- _PAGE EXCERPT_
---*---

Although previous reports disagree on details, they do indicate that Mg²⁺ indeed binds to CaM, likely at the calcium sites. When we compared our footprinting results for Mg²⁺-bound with those of Ca²⁺-bound, we found that eight peptides regions have modification extent difference more than 0.5 and p-value less than 0.01 (Figure 6 and Table S2). Those eight peptides regions belong to EF-1 to 4 plus to the linker region. Our results support the conclusion that the binding site of Mg²⁺ resembles that of Ca²⁺.^5,41,47

Figure 6.

Comparison of the modification extent of constituent peptides from Mg²⁺-free CaM (dark blue) and Mg²⁺-bound CaM (light blue).

For EF-2 regions, however, Mg²⁺ shows a very different pattern than Ca²⁺ for binding with CaM. From the X-ray structure, Mg²⁺ coordinates with two oxygens from T62 and a backbone carbonyl group. (Figure 7b) The remaining four coordinating positions are occupied instead, by four water molecules that form strong hydrogen bonds with D58 and E67, allowing Asp and Glu residues to gain some protection. In other words, Mg²⁺ directly binds to first-shell water molecules, allowing it to bind in an indirect way to D58 and E67 (the binding is called a second-shell ligand interaction). Our MS results show no modification extent difference in peptide 38–74 with that in Ca²⁺-CaM even though there is an indirect interaction between Mg²⁺ and the nearby carboxylic residues. This identical footprinting, however, also reminds us that a more sensitive reagent is needed if we want to resolve the pattern between first-shell and second-shell ligand binding.

Furthermore, the linker region of Mg²⁺-bound CaM does show significant change, but the changes are not as large as those of Ca²⁺-bound CaM. (Figure 6, peptide 76–86 and 78–86). The modification extent differences of Mg²⁺-bound CaM are on the borderline (57%) whereas the Ca²⁺-bound shows differences at 70%. One expects that Ca²⁺-bound CaM should undergo larger conformation changes in this region on the basis of previous studies.^5,43,49

Finally, we can evaluate EF-3 and EF-4 regions even though there is no crystal structure for this part in Mg²⁺_-bound CaM. Like for Ca²⁺-bound CaM, we detected trace amount of modification for peptide 95–106 (EF-3). Peptide 127–148, containing EF-4, undergoes relatively less conformational change with Mg²⁺ compared to Ca²⁺-binding, with modification extent differences 58% vs. 74% for Ca²⁺-binding. The ionic radius of Mg^{2+ 50} is too small to allow some carboxylic acid residues to coordinate with Mg²⁺, eliminating any large differences in the reaction of BHD with Mg²⁺ binding.

---*---

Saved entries
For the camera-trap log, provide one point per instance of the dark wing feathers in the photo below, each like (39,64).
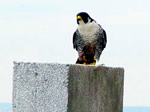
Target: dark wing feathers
(74,40)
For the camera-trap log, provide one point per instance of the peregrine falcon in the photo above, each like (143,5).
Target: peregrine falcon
(89,39)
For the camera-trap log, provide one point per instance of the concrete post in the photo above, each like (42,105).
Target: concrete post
(44,87)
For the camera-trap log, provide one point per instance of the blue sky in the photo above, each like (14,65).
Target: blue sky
(41,31)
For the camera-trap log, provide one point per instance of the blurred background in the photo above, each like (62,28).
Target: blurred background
(42,30)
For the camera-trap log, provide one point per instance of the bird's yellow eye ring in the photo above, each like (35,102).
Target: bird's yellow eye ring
(79,17)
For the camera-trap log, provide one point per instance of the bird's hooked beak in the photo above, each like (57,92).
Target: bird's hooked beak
(79,17)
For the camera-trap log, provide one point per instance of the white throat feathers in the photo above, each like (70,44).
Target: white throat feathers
(89,30)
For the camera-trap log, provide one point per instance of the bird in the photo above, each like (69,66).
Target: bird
(89,39)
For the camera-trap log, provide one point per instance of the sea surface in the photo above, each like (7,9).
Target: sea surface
(7,107)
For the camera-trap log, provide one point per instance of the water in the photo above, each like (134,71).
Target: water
(7,107)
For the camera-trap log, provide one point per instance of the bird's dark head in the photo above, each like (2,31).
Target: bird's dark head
(83,17)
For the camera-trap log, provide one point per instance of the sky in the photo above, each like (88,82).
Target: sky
(42,30)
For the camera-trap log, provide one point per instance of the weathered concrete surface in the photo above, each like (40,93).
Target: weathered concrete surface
(95,89)
(44,87)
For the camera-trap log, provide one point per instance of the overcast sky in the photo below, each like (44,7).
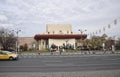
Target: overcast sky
(31,16)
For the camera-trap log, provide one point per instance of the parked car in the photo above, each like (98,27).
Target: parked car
(6,55)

---*---

- _TASK INSTRUCTIONS_
1. In the calmodulin passage, what modification extent differences are reported for peptide 127–148 with Mg²⁺ binding and with Ca²⁺ binding?
2. Please carry the calmodulin passage further, beginning right after its last sentence.
The items were taken from a source unrelated to the calmodulin passage.

- _YOUR WRITTEN ANSWERS_
1. 58% with Mg²⁺ binding versus 74% with Ca²⁺ binding.

2.
In summary, peptide 14–21, 22–30, 31–37,76–86, 78–86, and 127–148 of Mg²⁺-bound CaM experience conformational changes, but they are less significant than those of Ca²⁺-bound CaM. This indicates that Mg²⁺ with smaller ionic radii binds to CaM without chelating with the 12^th residues of the EF-hand, consequently causing smaller structural changes.

Conclusion

With this new footprinting reagent, we can readily identify the four Ca binding sites in CaM and correlate them with 3-D structures. In contrast to other irreversible labeling strategies that either monitor the backbone or side chains around the metal-binding site, this reaction directly footprints carboxyl groups at the binding site. For Mg²⁺ binding, which is weaker and more difficult to discriminate, the footprinting still shows that Mg²⁺ binds with four EF hands similar to Ca²⁺.

This approach has several advantages and some disadvantages: 1) BHD coupled with EDC enables improved chemical reactivity and a stable modified product. 2) The isotope-encoded benzylic acid used for d₅-BHD synthesis is commercially available and inexpensive; high-yield d₅-BHD can be obtained conveniently with a two-step synthesis. 3) The d₅-BHD, incorporating five deuterium atoms, improves the resolution and accuracy of quantification, especially for large proteolytic peptides. On the other hand, there is a small isotope effect on LC elution when a long chromatographic gradient was used for our custom-made C18 column. Further, the reagent is unable to differentiate first- and second-shell ligand interactions, and a more discriminating labeling protocol or reagent are needed. For the future, we wish to extend this new footprinting approach to other hard metal-ion binding and, via a titration protocol, to test its ability to determine metal-binding affinity.